▶ **Objective**
Report how many lines of the records contain the word "house", giving only the number.

▶ **Dataset records**
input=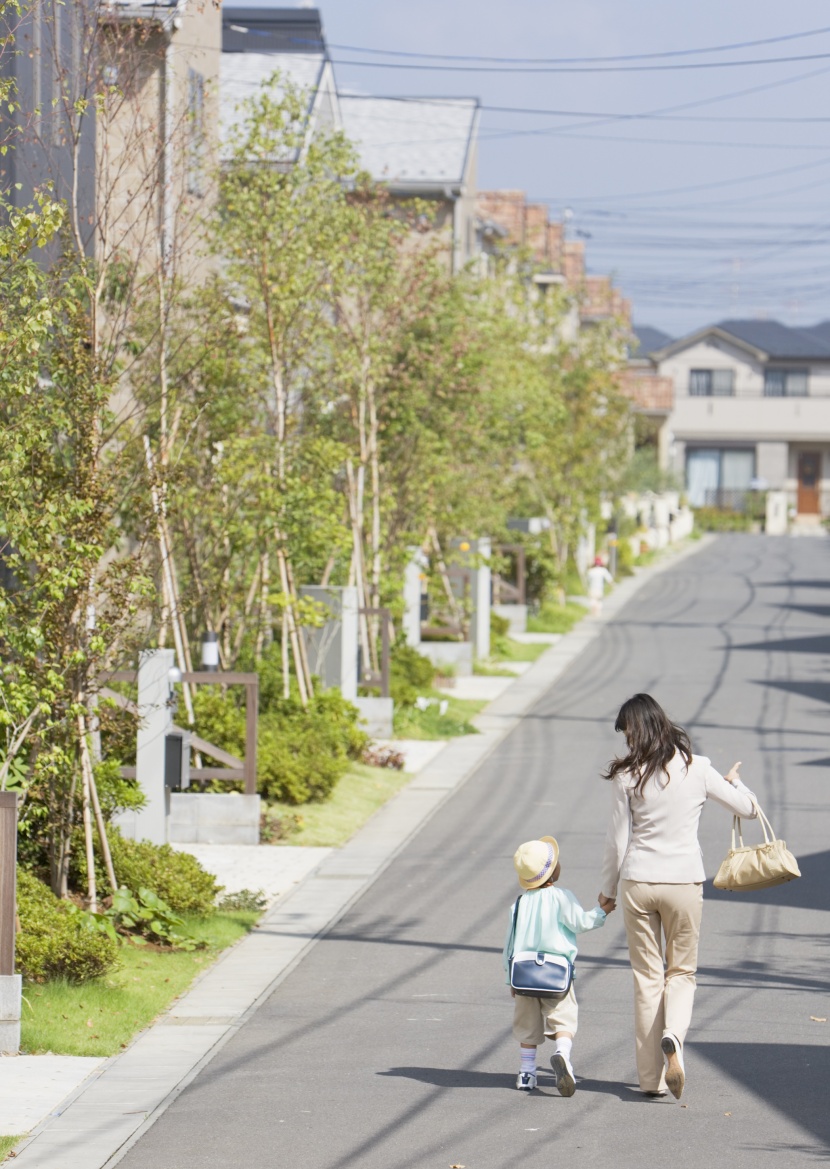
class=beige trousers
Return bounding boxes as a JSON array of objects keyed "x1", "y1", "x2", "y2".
[{"x1": 620, "y1": 880, "x2": 704, "y2": 1092}]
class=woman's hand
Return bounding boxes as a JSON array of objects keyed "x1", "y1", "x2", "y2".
[{"x1": 724, "y1": 762, "x2": 741, "y2": 786}]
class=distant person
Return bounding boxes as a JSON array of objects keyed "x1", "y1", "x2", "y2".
[
  {"x1": 587, "y1": 556, "x2": 614, "y2": 615},
  {"x1": 503, "y1": 836, "x2": 614, "y2": 1097},
  {"x1": 600, "y1": 694, "x2": 756, "y2": 1100}
]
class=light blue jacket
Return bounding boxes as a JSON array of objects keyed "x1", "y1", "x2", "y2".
[{"x1": 502, "y1": 885, "x2": 606, "y2": 982}]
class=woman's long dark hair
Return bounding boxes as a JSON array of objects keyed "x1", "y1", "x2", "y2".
[{"x1": 603, "y1": 694, "x2": 692, "y2": 796}]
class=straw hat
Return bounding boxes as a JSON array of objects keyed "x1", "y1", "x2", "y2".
[{"x1": 513, "y1": 836, "x2": 559, "y2": 888}]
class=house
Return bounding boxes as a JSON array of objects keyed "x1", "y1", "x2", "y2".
[
  {"x1": 221, "y1": 4, "x2": 479, "y2": 271},
  {"x1": 220, "y1": 4, "x2": 340, "y2": 161},
  {"x1": 0, "y1": 0, "x2": 221, "y2": 263},
  {"x1": 476, "y1": 191, "x2": 631, "y2": 330},
  {"x1": 339, "y1": 92, "x2": 479, "y2": 271},
  {"x1": 620, "y1": 325, "x2": 675, "y2": 470},
  {"x1": 648, "y1": 320, "x2": 830, "y2": 526}
]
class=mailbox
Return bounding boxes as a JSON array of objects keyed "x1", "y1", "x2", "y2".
[{"x1": 165, "y1": 727, "x2": 191, "y2": 791}]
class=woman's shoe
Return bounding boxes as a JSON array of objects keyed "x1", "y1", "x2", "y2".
[{"x1": 660, "y1": 1031, "x2": 686, "y2": 1100}]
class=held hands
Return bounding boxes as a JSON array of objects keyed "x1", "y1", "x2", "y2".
[{"x1": 724, "y1": 762, "x2": 741, "y2": 784}]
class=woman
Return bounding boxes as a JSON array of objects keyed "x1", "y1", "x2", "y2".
[{"x1": 602, "y1": 694, "x2": 756, "y2": 1100}]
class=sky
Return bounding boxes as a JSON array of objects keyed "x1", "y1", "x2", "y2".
[{"x1": 236, "y1": 0, "x2": 830, "y2": 337}]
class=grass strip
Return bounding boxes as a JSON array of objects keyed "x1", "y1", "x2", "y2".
[
  {"x1": 394, "y1": 690, "x2": 487, "y2": 739},
  {"x1": 267, "y1": 763, "x2": 411, "y2": 849},
  {"x1": 0, "y1": 1133, "x2": 20, "y2": 1161},
  {"x1": 527, "y1": 601, "x2": 588, "y2": 634},
  {"x1": 21, "y1": 912, "x2": 258, "y2": 1056}
]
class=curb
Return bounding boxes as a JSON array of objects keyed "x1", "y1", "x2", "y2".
[{"x1": 11, "y1": 537, "x2": 714, "y2": 1169}]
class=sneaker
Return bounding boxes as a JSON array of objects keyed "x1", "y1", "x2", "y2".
[
  {"x1": 660, "y1": 1031, "x2": 686, "y2": 1100},
  {"x1": 551, "y1": 1053, "x2": 576, "y2": 1095}
]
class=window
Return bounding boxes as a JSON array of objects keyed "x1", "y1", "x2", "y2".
[
  {"x1": 186, "y1": 69, "x2": 205, "y2": 195},
  {"x1": 689, "y1": 369, "x2": 735, "y2": 397},
  {"x1": 763, "y1": 369, "x2": 809, "y2": 397},
  {"x1": 686, "y1": 447, "x2": 755, "y2": 510}
]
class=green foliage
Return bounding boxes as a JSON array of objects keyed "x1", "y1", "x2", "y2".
[
  {"x1": 216, "y1": 888, "x2": 268, "y2": 913},
  {"x1": 195, "y1": 679, "x2": 368, "y2": 804},
  {"x1": 15, "y1": 869, "x2": 118, "y2": 982},
  {"x1": 105, "y1": 887, "x2": 205, "y2": 950},
  {"x1": 527, "y1": 601, "x2": 588, "y2": 634},
  {"x1": 70, "y1": 826, "x2": 220, "y2": 914},
  {"x1": 389, "y1": 642, "x2": 435, "y2": 706},
  {"x1": 694, "y1": 507, "x2": 752, "y2": 532}
]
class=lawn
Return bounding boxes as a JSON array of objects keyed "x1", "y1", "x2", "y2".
[
  {"x1": 527, "y1": 601, "x2": 588, "y2": 634},
  {"x1": 394, "y1": 690, "x2": 487, "y2": 739},
  {"x1": 0, "y1": 1135, "x2": 18, "y2": 1161},
  {"x1": 22, "y1": 912, "x2": 258, "y2": 1066},
  {"x1": 268, "y1": 763, "x2": 411, "y2": 849}
]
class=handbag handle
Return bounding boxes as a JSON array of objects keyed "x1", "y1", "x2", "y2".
[{"x1": 732, "y1": 800, "x2": 776, "y2": 852}]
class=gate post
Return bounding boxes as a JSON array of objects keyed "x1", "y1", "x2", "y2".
[{"x1": 0, "y1": 791, "x2": 23, "y2": 1056}]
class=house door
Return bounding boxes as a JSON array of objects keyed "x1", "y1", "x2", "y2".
[{"x1": 798, "y1": 450, "x2": 822, "y2": 516}]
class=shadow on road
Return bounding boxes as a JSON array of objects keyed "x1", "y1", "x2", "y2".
[
  {"x1": 376, "y1": 1067, "x2": 660, "y2": 1104},
  {"x1": 694, "y1": 1042, "x2": 830, "y2": 1150}
]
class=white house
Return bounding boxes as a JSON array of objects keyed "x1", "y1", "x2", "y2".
[{"x1": 649, "y1": 320, "x2": 830, "y2": 525}]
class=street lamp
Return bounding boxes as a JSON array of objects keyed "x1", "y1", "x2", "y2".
[{"x1": 202, "y1": 629, "x2": 219, "y2": 673}]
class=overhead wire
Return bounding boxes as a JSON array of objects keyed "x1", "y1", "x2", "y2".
[{"x1": 322, "y1": 25, "x2": 830, "y2": 64}]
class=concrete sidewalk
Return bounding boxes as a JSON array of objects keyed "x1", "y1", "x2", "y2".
[{"x1": 9, "y1": 540, "x2": 708, "y2": 1169}]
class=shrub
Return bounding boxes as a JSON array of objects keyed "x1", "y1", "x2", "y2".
[
  {"x1": 16, "y1": 869, "x2": 118, "y2": 982},
  {"x1": 70, "y1": 828, "x2": 221, "y2": 914},
  {"x1": 194, "y1": 690, "x2": 369, "y2": 804},
  {"x1": 389, "y1": 642, "x2": 435, "y2": 706},
  {"x1": 694, "y1": 507, "x2": 752, "y2": 532}
]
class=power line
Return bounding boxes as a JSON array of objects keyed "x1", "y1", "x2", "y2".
[
  {"x1": 322, "y1": 25, "x2": 830, "y2": 65},
  {"x1": 332, "y1": 53, "x2": 830, "y2": 74}
]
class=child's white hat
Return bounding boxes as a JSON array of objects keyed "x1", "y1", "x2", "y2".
[{"x1": 513, "y1": 836, "x2": 559, "y2": 888}]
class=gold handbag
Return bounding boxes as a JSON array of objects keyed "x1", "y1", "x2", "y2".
[{"x1": 714, "y1": 804, "x2": 801, "y2": 893}]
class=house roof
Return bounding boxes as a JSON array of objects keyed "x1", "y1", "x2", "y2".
[
  {"x1": 631, "y1": 325, "x2": 671, "y2": 360},
  {"x1": 717, "y1": 320, "x2": 830, "y2": 360},
  {"x1": 219, "y1": 51, "x2": 331, "y2": 160},
  {"x1": 801, "y1": 320, "x2": 830, "y2": 345},
  {"x1": 339, "y1": 94, "x2": 478, "y2": 188},
  {"x1": 222, "y1": 4, "x2": 326, "y2": 54},
  {"x1": 652, "y1": 320, "x2": 830, "y2": 361}
]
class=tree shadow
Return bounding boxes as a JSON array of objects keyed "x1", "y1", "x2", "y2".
[
  {"x1": 733, "y1": 636, "x2": 830, "y2": 655},
  {"x1": 704, "y1": 846, "x2": 830, "y2": 909},
  {"x1": 755, "y1": 682, "x2": 830, "y2": 704},
  {"x1": 694, "y1": 1043, "x2": 830, "y2": 1150}
]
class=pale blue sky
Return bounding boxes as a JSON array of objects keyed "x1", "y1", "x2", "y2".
[{"x1": 241, "y1": 0, "x2": 830, "y2": 334}]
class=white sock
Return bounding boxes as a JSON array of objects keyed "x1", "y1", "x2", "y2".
[
  {"x1": 553, "y1": 1036, "x2": 574, "y2": 1060},
  {"x1": 521, "y1": 1047, "x2": 537, "y2": 1075}
]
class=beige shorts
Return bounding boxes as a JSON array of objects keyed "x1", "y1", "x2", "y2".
[{"x1": 513, "y1": 983, "x2": 579, "y2": 1047}]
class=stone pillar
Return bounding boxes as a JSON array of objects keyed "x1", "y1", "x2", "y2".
[
  {"x1": 300, "y1": 585, "x2": 358, "y2": 701},
  {"x1": 403, "y1": 548, "x2": 427, "y2": 649},
  {"x1": 450, "y1": 535, "x2": 491, "y2": 658},
  {"x1": 118, "y1": 650, "x2": 175, "y2": 844},
  {"x1": 0, "y1": 791, "x2": 22, "y2": 1056}
]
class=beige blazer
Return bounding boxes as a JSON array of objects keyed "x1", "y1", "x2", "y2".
[{"x1": 602, "y1": 752, "x2": 755, "y2": 898}]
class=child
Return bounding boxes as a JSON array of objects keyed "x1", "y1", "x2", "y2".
[
  {"x1": 504, "y1": 836, "x2": 614, "y2": 1097},
  {"x1": 587, "y1": 556, "x2": 614, "y2": 615}
]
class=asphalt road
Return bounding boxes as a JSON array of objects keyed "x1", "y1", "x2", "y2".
[{"x1": 120, "y1": 535, "x2": 830, "y2": 1169}]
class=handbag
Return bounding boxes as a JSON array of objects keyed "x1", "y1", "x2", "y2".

▶ **Task response**
4